» SOURCE

Golden Star Announces Pricing of $125 Million Convertible Senior Unsecured Debentures



    DENVER, October 24 /CNW/ - Golden Star Resources Ltd. (AMEX:   GSS)(TSX:
GSC) ("Golden Star") today announced the pricing of its offering of US$125
million Convertible Senior Unsecured Debentures due November 30, 2012 (the
"Debentures"), which are anticipated to be sold, subject to market and other
conditions, to qualified institutional buyers in the United States, with sales
in the U.S. being made in reliance on Rule 144A of the U.S. Securities Act of
1933, as amended (the "Securities Act"), and on a private placement basis in
Canada to accredited investors and in reliance on Regulation S under the
Securities Act. The sale of the Debentures is expected to close on or about
November 8, 2007, subject to the satisfaction of certain closing conditions
and any necessary regulatory approvals.

    The Debentures are being offered and sold at their stated principal
amount (US$1,000 per Debenture) and will bear interest at a rate of 4.0% per
annum, payable semi-annually in arrears on May 31 and November 30 of each
year, beginning May 31, 2008 and continuing until maturity. Each Debenture is,
subject to certain limitations, convertible into Golden Star common shares at
a conversion rate of 200.0 shares per US$1,000 principal amount of notes
(equal to an initial conversion price of approximately US$5.00 per share), or
approximately 31% above the closing price of Golden Star's common shares on
the AMEX on October 23, 2007, subject to adjustment in certain circumstances.
The Debentures are not redeemable at the option of Golden Star.

    On maturity, Golden Star may, at its option, satisfy its repayment
obligation by paying the principal amount of the Debentures in cash or,
subject to certain limitations, by issuing that number of its common shares
obtained by dividing the principal amount of the Debentures outstanding by 95%
of the weighted average trading price of its common shares on the American
Stock Exchange for the 20 consecutive trading days ending five trading days
preceding the maturity date (the "Market Price"). If Golden Star elects to
repay the principal amount of the Debentures at maturity by issuing common
shares, but is limited under the terms of the Debentures from issuing a number
of common shares sufficient to fully repay the Debentures outstanding at
maturity, it will pay the balance owing in cash, based on the difference
between the principal amount of the Debentures outstanding and the value of
the common shares (based on the Market Price) delivered in repayment of the
Debentures, if any.

» RAW DATA
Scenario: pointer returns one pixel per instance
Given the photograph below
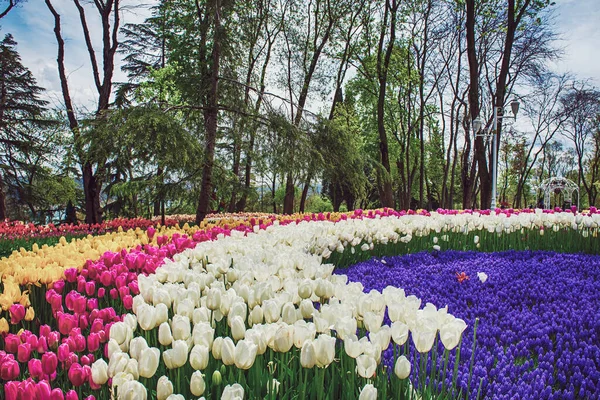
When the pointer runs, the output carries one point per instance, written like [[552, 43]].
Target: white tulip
[[402, 367], [197, 384], [324, 350], [238, 328], [228, 351], [245, 354], [308, 356], [199, 357], [100, 372], [132, 390], [366, 366], [451, 332], [181, 327], [164, 388], [176, 356], [233, 392], [148, 362], [164, 334], [369, 392]]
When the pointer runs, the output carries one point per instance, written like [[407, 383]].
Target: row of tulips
[[83, 307], [223, 266], [18, 229]]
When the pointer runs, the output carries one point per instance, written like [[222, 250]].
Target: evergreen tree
[[21, 110]]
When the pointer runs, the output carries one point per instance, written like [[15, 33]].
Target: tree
[[21, 114], [109, 13], [582, 106]]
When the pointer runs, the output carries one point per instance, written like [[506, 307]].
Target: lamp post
[[514, 105]]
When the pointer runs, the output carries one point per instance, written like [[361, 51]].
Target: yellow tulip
[[30, 314]]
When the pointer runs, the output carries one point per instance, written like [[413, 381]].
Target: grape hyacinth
[[538, 335]]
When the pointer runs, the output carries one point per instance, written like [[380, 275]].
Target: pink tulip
[[71, 395], [11, 390], [24, 352], [45, 330], [42, 345], [57, 394], [71, 275], [90, 288], [35, 368], [65, 349], [53, 339], [66, 323], [43, 390], [128, 302], [9, 370], [49, 363], [11, 343], [58, 286], [77, 374], [92, 303], [17, 313], [80, 343]]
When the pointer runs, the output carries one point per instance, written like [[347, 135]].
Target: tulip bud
[[164, 388], [148, 362], [228, 351], [369, 392], [307, 355], [199, 357], [164, 334], [197, 385], [402, 367], [216, 378]]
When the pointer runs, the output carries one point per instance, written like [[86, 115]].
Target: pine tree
[[21, 110]]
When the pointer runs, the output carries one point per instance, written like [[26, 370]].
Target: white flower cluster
[[265, 287]]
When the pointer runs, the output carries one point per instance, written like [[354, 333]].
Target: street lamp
[[514, 106]]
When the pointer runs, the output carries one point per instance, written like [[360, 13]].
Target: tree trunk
[[2, 200], [305, 192], [210, 118]]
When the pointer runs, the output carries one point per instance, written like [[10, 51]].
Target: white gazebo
[[559, 186]]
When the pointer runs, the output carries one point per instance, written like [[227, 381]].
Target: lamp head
[[514, 105]]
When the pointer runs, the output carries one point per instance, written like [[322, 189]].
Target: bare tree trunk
[[210, 118], [3, 215]]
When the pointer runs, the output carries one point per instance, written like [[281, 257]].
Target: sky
[[32, 27]]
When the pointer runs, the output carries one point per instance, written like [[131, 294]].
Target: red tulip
[[49, 363]]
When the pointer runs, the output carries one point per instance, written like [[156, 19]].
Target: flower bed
[[538, 325], [259, 313]]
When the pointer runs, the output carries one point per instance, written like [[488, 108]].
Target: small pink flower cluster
[[19, 230], [83, 307]]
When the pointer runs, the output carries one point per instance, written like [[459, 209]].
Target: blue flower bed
[[539, 317]]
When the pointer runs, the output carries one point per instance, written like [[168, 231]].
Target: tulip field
[[362, 305]]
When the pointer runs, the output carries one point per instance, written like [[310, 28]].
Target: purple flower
[[539, 326]]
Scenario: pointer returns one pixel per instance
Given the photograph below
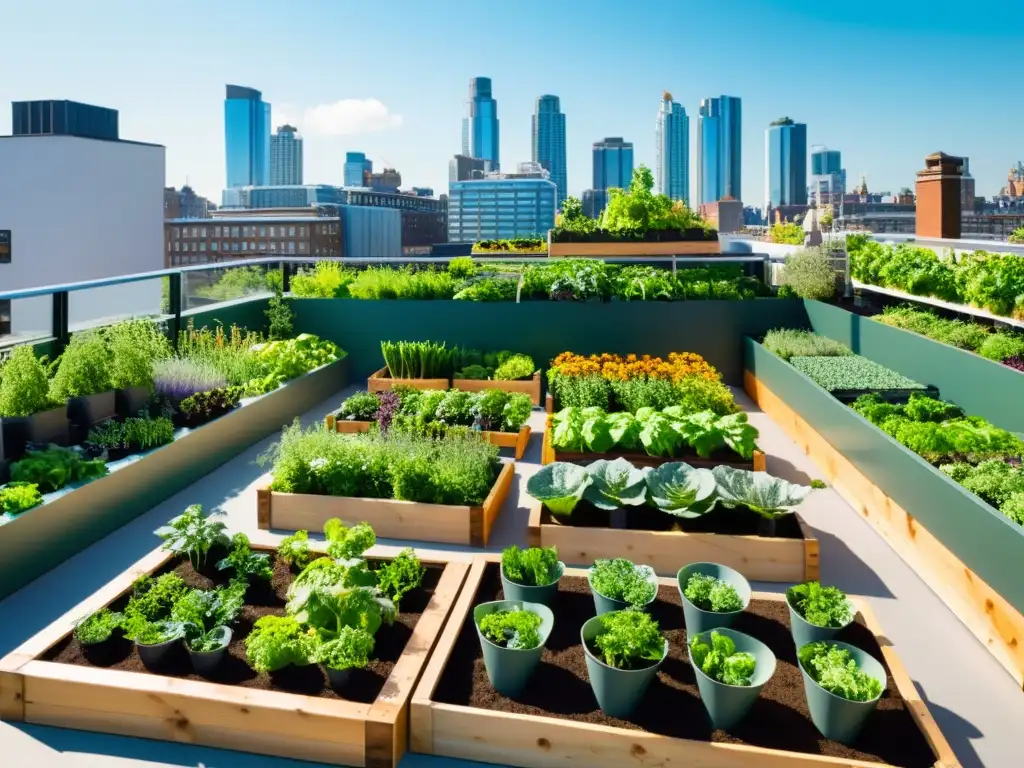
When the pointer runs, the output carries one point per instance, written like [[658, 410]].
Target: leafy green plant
[[515, 630], [630, 640], [719, 659], [537, 566], [621, 580], [835, 670], [709, 593]]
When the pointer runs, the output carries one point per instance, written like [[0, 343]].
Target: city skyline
[[413, 122]]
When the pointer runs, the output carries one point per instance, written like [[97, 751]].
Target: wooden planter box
[[516, 440], [525, 386], [440, 523], [380, 381], [758, 558], [549, 455], [171, 709], [545, 741]]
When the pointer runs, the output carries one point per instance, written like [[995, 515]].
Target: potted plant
[[624, 649], [531, 574], [713, 595], [619, 584], [27, 412], [817, 612], [731, 669], [512, 635], [843, 686], [83, 380]]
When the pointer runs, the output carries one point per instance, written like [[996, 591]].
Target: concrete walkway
[[976, 704]]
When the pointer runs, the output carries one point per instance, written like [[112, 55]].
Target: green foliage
[[836, 671], [621, 580], [709, 593], [55, 467], [630, 640], [719, 659], [822, 606], [516, 630], [537, 566]]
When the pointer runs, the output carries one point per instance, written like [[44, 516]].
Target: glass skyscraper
[[479, 128], [549, 141], [247, 137], [719, 150], [785, 163], [672, 151]]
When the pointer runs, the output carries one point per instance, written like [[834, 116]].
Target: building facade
[[548, 136], [785, 163], [672, 151], [53, 118], [479, 128], [286, 156], [720, 150], [247, 137]]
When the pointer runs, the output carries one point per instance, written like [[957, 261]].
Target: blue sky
[[884, 82]]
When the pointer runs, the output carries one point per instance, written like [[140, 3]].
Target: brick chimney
[[939, 197]]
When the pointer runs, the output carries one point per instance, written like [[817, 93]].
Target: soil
[[265, 599], [779, 719], [726, 522]]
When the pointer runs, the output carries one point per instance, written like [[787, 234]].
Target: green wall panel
[[979, 386], [543, 329], [985, 541]]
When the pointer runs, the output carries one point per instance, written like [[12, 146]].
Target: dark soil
[[266, 599], [725, 521], [779, 719]]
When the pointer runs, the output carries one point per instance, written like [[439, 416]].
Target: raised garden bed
[[667, 544], [456, 713], [292, 713], [390, 518]]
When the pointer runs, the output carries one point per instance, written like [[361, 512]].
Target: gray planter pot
[[727, 705], [206, 663], [838, 718], [545, 595], [509, 670], [617, 691], [606, 604], [698, 621], [804, 632]]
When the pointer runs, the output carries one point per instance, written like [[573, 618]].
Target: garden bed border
[[535, 741], [169, 709]]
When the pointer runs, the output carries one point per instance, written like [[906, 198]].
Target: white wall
[[81, 209]]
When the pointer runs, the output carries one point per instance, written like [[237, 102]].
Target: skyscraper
[[479, 128], [785, 163], [286, 156], [549, 141], [672, 151], [247, 137], [719, 150]]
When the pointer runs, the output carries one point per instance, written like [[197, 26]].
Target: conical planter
[[606, 604], [804, 632], [698, 621], [727, 705], [509, 669], [617, 691], [545, 595], [838, 718]]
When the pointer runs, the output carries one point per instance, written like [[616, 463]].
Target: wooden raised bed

» BRIEF 1
Restate the paragraph of the debenture announcement that begins "The Debentures are being offered and sold" as a bulleted list that keeps its main facts.
» BRIEF 2
List every defined term that the debenture announcement sets off in quotation marks within parentheses.

» EXPECTED ANSWER 1
- Offered and sold at the stated principal amount of US$1,000 per Debenture.
- Interest of 4.0% per year, paid semi-annually in arrears on May 31 and November 30. Payments begin May 31, 2008 and continue until maturity.
- Convertible, subject to certain limitations, into Golden Star common shares at 200.0 shares per US$1,000 principal amount. This is an initial conversion price of about US$5.00 per share.
- The conversion price is about 31% above the AMEX closing price of Golden Star's common shares on October 23, 2007, and may be adjusted in certain circumstances.
- Not redeemable at Golden Star's option.

» EXPECTED ANSWER 2
- "Golden Star"
- "Debentures"
- "Securities Act"
- "Market Price"